* TEXTE FOURNI
S'agissant de l'information a posteriori à l'autre parent, la Commission a un avis plus réservé. Elle considère en effet que les deux parents sont directement concernés par l'évaluation de leur enfant et qu'il est dans l'intérêt de celui-ci qu'ils en soient informés. En outre, et notamment dans des situations de conflit manifeste, le parent absent lors de l'évaluation pourra, s'il est informé de l'évaluation, faire procéder à une contre-évaluation, ou, le cas échéant, à une contre-expertise.

La notion de contre-évaluation

La notion de contre-évaluation est mentionnée à l'article 9 du Code :
Article 9. Dans toutes les situations d'évaluation, quel que soit le demandeur, le psychologue rappelle aux personnes concernées leur droit à demander une contre-évaluation. (...)
Cet article est la conséquence logique d'un principe fondamental qui encadre la déontologie des psychologues, énoncé dans le Titre I, 5 :
Titre I, 5/ Qualité scientifique - Les modes d'intervention choisis par le psychologue doivent pouvoir faire l'objet d'une explicitation raisonnée de leurs fondements théoriques et de leur construction. Toute évaluation ou tout résultat doit pouvoir faire l'objet d'un débat contradictoire des professionnels entre eux.
En effet, toute évaluation a un caractère relatif, du fait même que l'appréciation du psychologue repose sur les éléments qu'il recueille à un moment donné de l'histoire du sujet et dans un contexte dont il ne maîtrise pas forcément tous les aspects. C'est ce qu'énonce clairement l'article 19 :
Article 19. Le psychologue est averti du caractère relatif de ses évaluations et interprétations. Il ne tire pas de conclusions réductrices ou définitives sur les aptitudes ou la personnalité des individus, notamment lorsque ces conclusions peuvent avoir une influence directe sur leur existence.

C'est pourquoi une grande prudence est recommandée lors de la rédaction d'un compte rendu.
Toutefois, la dimension "relative" des évaluations n'implique pas que les conclusions et l’avis d'un psychologue soient invalides ou sujets à caution. Elle indique simplement qu'il peut parfois y avoir des appréciations différentes d'une même situation et que les personnes qui ont fait l'objet d'une évaluation (ou leurs parents s'ils sont mineurs) peuvent s'adresser à un autre psychologue pour une nouvelle évaluation.

* DONNÉES ENREGISTRÉES
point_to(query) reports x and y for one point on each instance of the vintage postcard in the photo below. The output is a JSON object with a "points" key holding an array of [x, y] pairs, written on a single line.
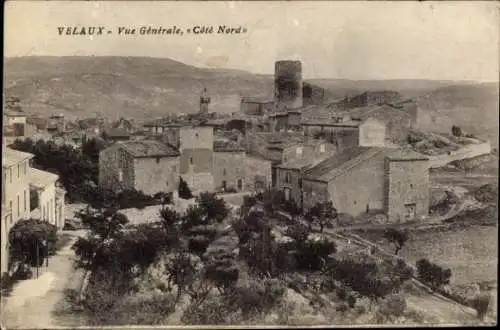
{"points": [[249, 164]]}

* LISTE DES TÂCHES
1) Pouvez-vous reproduire à l'identique le passage du texte fourni qui va de « S'agissant de l'information » jusqu'à « à une contre-expertise. » inclus ?
2) D'après le texte fourni :
(a) Quel article du Code mentionne la notion de contre-évaluation ?
(b) Selon l'article 19, de quoi le psychologue est-il averti ?
(c) Selon le Titre I, 5, de quoi toute évaluation ou tout résultat doit-il pouvoir faire l'objet ?

* RÉPONSES AUX TÂCHES
1)
S'agissant de l'information a posteriori à l'autre parent, la Commission a un avis plus réservé. Elle considère en effet que les deux parents sont directement concernés par l'évaluation de leur enfant et qu'il est dans l'intérêt de celui-ci qu'ils en soient informés. En outre, et notamment dans des situations de conflit manifeste, le parent absent lors de l'évaluation pourra, s'il est informé de l'évaluation, faire procéder à une contre-évaluation, ou, le cas échéant, à une contre-expertise.

2)
(a) L'article 9.
(b) Du caractère relatif de ses évaluations et interprétations.
(c) D'un débat contradictoire des professionnels entre eux.